** Opening EXCERPTED RECORDS block **

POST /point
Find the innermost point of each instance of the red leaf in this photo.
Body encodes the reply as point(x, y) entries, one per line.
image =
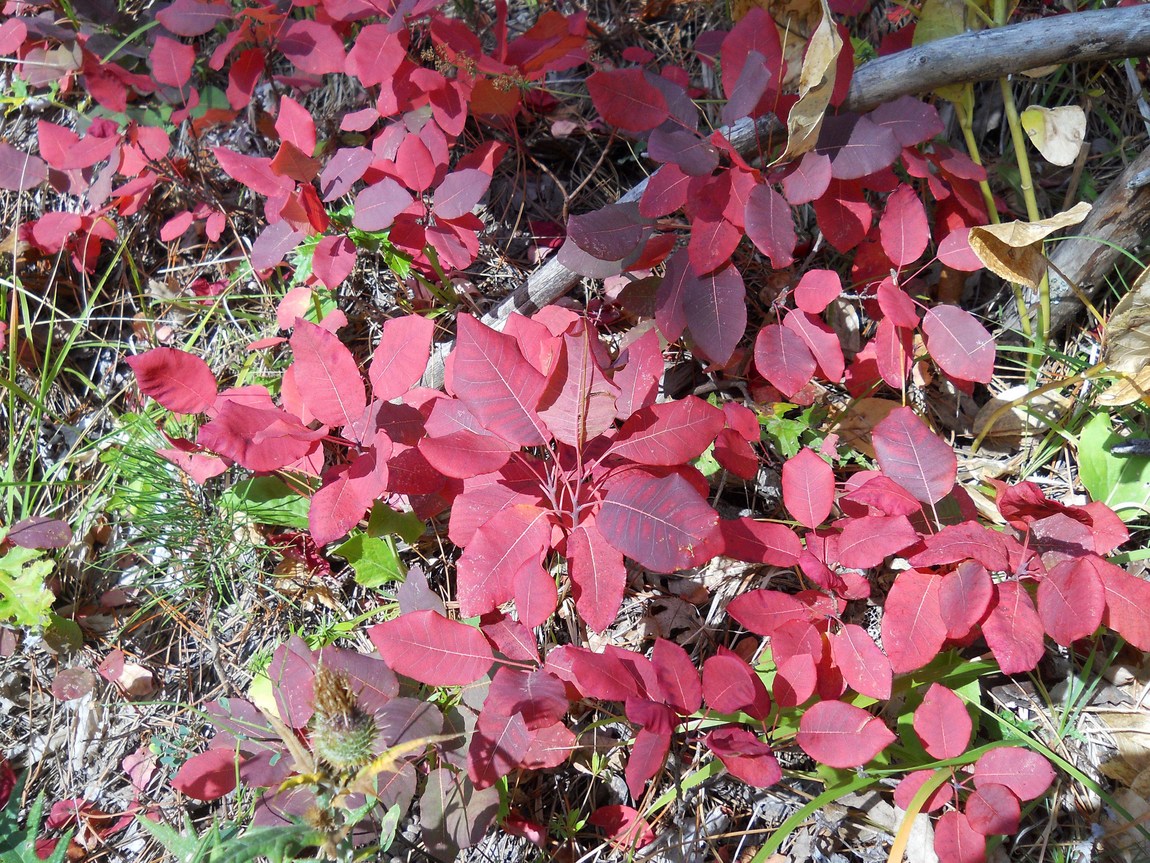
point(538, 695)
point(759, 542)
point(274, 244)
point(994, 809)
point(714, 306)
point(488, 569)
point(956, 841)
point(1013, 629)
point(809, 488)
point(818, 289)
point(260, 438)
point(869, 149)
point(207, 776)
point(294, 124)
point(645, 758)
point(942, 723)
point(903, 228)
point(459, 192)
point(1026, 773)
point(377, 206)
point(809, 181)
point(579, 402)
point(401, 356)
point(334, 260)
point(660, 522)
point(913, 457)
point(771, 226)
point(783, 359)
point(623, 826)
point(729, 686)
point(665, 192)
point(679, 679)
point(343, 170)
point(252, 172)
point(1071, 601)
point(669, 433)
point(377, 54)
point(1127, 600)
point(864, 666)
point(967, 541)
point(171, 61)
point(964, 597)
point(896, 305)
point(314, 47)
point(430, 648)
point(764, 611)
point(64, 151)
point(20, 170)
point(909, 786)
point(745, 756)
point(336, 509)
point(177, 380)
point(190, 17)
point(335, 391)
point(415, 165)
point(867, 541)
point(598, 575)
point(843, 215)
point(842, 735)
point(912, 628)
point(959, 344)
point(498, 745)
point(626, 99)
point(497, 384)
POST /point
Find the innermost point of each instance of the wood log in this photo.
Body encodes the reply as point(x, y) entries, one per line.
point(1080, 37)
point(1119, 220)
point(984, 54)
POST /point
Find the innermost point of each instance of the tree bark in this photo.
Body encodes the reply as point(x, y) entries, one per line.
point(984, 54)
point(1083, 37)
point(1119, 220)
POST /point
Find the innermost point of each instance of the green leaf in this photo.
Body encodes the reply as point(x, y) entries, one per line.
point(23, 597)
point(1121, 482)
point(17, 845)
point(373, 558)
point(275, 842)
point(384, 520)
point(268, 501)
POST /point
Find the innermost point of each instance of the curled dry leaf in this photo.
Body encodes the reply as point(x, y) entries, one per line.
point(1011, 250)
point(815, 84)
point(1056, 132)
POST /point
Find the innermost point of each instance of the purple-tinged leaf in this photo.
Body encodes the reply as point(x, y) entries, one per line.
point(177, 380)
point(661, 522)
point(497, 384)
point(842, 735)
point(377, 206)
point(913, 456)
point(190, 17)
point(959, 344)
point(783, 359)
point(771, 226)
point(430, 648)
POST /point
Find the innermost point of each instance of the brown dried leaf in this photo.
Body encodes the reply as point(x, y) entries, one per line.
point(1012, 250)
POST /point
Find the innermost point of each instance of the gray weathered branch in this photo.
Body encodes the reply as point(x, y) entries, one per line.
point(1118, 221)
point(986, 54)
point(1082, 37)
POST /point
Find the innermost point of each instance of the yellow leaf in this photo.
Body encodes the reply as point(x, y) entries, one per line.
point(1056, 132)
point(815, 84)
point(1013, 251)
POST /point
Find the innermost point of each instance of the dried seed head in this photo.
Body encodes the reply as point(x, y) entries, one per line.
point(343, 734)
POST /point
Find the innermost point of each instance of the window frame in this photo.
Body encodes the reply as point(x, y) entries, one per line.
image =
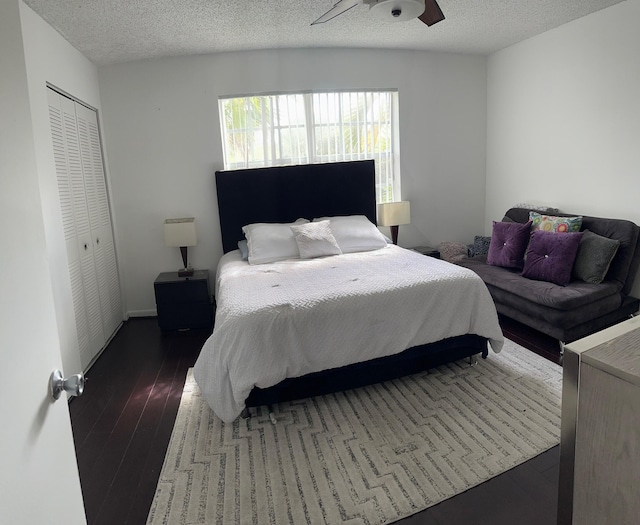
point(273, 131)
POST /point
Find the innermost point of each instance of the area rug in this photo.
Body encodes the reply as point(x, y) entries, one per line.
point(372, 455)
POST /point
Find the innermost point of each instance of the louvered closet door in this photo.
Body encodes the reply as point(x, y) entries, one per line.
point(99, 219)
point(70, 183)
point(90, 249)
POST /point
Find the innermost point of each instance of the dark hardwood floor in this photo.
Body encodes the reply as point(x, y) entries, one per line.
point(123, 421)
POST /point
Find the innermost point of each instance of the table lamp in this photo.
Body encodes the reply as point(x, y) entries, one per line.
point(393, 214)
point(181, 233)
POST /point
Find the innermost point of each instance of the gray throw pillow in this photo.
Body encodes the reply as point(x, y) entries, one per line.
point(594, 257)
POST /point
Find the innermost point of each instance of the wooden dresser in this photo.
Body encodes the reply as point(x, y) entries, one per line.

** Closing EXCERPTED RECORDS block **

TASK ITEM
Write out the data again word for word, minus any images.

RESULT
POST /point
Find the innermost point of each instance of the red leaf in this photo.
Body encodes the reply as point(x, y) entries, one per line.
image =
point(538, 695)
point(759, 542)
point(274, 244)
point(994, 809)
point(714, 306)
point(488, 569)
point(956, 841)
point(1013, 629)
point(809, 488)
point(818, 289)
point(260, 438)
point(869, 149)
point(207, 776)
point(294, 124)
point(645, 758)
point(942, 723)
point(903, 228)
point(459, 192)
point(1026, 773)
point(377, 206)
point(809, 181)
point(579, 402)
point(401, 356)
point(334, 260)
point(660, 522)
point(913, 457)
point(771, 226)
point(783, 359)
point(623, 826)
point(729, 686)
point(665, 192)
point(679, 679)
point(343, 170)
point(252, 172)
point(1071, 601)
point(669, 433)
point(377, 54)
point(1127, 600)
point(864, 666)
point(967, 541)
point(171, 61)
point(964, 597)
point(896, 305)
point(314, 47)
point(430, 648)
point(764, 611)
point(64, 151)
point(20, 170)
point(909, 786)
point(745, 756)
point(336, 509)
point(177, 380)
point(190, 17)
point(335, 391)
point(415, 165)
point(867, 541)
point(598, 575)
point(843, 215)
point(842, 735)
point(912, 628)
point(959, 344)
point(498, 745)
point(626, 99)
point(497, 384)
POST /point
Find the innermost point of each instance of the wood log in this photo.
Body encodes the reply as point(x, y) entries, one per line.
point(1080, 37)
point(1119, 220)
point(984, 54)
POST /point
Find the innermost point of each instance of the tree bark in this photo.
Body encodes the reply as point(x, y) entries, one per line.
point(984, 54)
point(1083, 37)
point(1119, 220)
POST /point
Find the innermost point of each instance of the green leaf in this photo.
Body encodes the reply as point(x, y) entries, one per line.
point(23, 597)
point(1121, 482)
point(17, 845)
point(373, 558)
point(275, 842)
point(384, 520)
point(268, 501)
POST /point
Find the innermost point of each instance of the curled dry leaf in this photo.
Body encodes the reply as point(x, y) entries, one per line.
point(1011, 250)
point(815, 84)
point(1056, 132)
POST /point
Find the innermost point of each instance of the purple-tinged leaf in this photo.
Body encodes the reply as point(x, y) entries, one per line.
point(177, 380)
point(661, 522)
point(497, 384)
point(842, 735)
point(377, 206)
point(913, 456)
point(190, 17)
point(959, 344)
point(783, 359)
point(771, 226)
point(430, 648)
POST /point
Find the innermost point of each instance of the brown dried leaf in this photo.
Body encodes the reply as point(x, y) entries, one per line.
point(1012, 250)
POST /point
Find the innermost point of each instance of the gray weathered branch in this photo.
Body encodes the reply as point(x, y) entries, one per line.
point(1118, 221)
point(986, 54)
point(1082, 37)
POST /point
Find the innermost point of each instance of the yellow leaf in this photo.
Body encodes the reply as point(x, y) entries, one per line.
point(1056, 132)
point(815, 84)
point(1013, 251)
POST /point
Find the innermost point of each instance of the dried seed head in this photo.
Body encodes the reply as point(x, y) entries, one per line.
point(343, 734)
POST /point
Find the innermost point of each instance of the window frame in this photo.
Body encodes the reply as point(x, y) entries, one per line.
image =
point(273, 131)
POST /point
Find the innermost point of each instance of the area rug in this photo.
Body encodes the reply as point(x, y) entries, one per line.
point(372, 455)
POST /point
Find the innermost point of each instance of the louvered closet door in this photo.
Body encodes the reply as point(x, y) entries, one per line.
point(99, 219)
point(70, 183)
point(90, 249)
POST /point
Find the innermost point of each instance of the dark hardwood floor in this photo.
Body encodes the reply as point(x, y) entries, one per line.
point(123, 421)
POST /point
Find the innermost point of each instance of the table lamp in this photo.
Body encodes the reply as point(x, y) entries, one per line.
point(393, 214)
point(181, 233)
POST /point
Find the innermost point of each instance of the gray throw pillow in this photo.
Body encodes the reply as point(x, y) entries, one per line.
point(594, 257)
POST /point
Find the innermost point of each instance of the wooden dresser in this photo.
Body encodes the reply as point(x, y) entries, one per line.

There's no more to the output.